== BRIEF ==
Please recast the lines in the items below, starting at the line containing "the dog's head" and ending at the line containing "x=838, y=706", as a Markdown table with the columns Number and Content, leaving out blank lines.

== MATERIAL SHOWN ==
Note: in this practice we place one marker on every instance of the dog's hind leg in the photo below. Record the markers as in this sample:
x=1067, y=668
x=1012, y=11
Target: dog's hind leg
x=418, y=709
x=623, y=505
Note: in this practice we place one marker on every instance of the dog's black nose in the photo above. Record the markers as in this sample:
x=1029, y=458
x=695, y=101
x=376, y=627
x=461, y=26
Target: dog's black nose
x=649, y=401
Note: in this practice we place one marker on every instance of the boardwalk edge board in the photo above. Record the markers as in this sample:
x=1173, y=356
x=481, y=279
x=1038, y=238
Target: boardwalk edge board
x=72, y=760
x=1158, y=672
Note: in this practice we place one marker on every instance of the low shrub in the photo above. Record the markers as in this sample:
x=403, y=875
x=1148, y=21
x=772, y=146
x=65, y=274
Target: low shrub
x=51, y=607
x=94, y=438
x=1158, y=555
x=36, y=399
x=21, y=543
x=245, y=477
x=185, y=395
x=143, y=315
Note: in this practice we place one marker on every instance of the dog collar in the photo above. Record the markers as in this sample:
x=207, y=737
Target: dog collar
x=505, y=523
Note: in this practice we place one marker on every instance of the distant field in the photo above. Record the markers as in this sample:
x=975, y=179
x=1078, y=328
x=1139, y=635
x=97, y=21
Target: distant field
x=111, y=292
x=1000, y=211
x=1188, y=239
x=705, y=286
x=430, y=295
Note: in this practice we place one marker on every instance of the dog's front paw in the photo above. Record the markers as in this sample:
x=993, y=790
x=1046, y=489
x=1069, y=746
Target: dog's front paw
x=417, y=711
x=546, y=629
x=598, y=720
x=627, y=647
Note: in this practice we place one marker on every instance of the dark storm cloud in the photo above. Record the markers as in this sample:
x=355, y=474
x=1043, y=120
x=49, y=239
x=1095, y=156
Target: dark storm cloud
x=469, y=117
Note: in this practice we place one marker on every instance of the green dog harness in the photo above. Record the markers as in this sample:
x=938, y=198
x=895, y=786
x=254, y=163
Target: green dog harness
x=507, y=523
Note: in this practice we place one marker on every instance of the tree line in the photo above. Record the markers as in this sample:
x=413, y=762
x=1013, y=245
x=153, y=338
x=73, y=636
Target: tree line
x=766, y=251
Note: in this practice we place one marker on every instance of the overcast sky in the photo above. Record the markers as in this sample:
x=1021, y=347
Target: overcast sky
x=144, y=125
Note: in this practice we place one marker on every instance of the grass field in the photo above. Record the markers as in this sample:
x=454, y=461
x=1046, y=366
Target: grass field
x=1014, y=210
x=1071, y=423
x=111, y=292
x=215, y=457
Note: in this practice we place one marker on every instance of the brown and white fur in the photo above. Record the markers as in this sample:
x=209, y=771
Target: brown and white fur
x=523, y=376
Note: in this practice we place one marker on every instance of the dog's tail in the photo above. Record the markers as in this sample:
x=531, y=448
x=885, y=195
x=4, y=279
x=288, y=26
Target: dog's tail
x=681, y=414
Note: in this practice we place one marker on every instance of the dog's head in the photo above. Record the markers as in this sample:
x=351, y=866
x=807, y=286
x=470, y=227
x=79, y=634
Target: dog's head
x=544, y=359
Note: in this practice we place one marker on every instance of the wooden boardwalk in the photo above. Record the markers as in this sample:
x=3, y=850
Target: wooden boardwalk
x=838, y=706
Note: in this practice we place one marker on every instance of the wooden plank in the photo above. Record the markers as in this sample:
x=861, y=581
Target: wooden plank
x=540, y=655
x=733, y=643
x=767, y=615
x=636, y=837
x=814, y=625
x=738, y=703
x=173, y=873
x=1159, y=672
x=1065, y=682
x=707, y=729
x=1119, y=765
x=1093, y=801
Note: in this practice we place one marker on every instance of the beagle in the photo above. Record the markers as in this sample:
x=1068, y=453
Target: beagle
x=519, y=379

== RESPONSE TO THIS EXERCISE ==
| Number | Content |
|---|---|
| 1 | Note: in this practice we place one marker on every instance of the dog's head in the photo above. Record the markers as in this sample: |
| 2 | x=351, y=866 |
| 3 | x=807, y=286 |
| 4 | x=470, y=227 |
| 5 | x=79, y=634 |
| 6 | Target: dog's head |
| 7 | x=544, y=359 |
| 8 | Note: in this practice we place one marker on every instance of the wooden boardwalk in the photo above. Record the markers as in this sample: |
| 9 | x=3, y=850 |
| 10 | Target: wooden boardwalk |
| 11 | x=838, y=706 |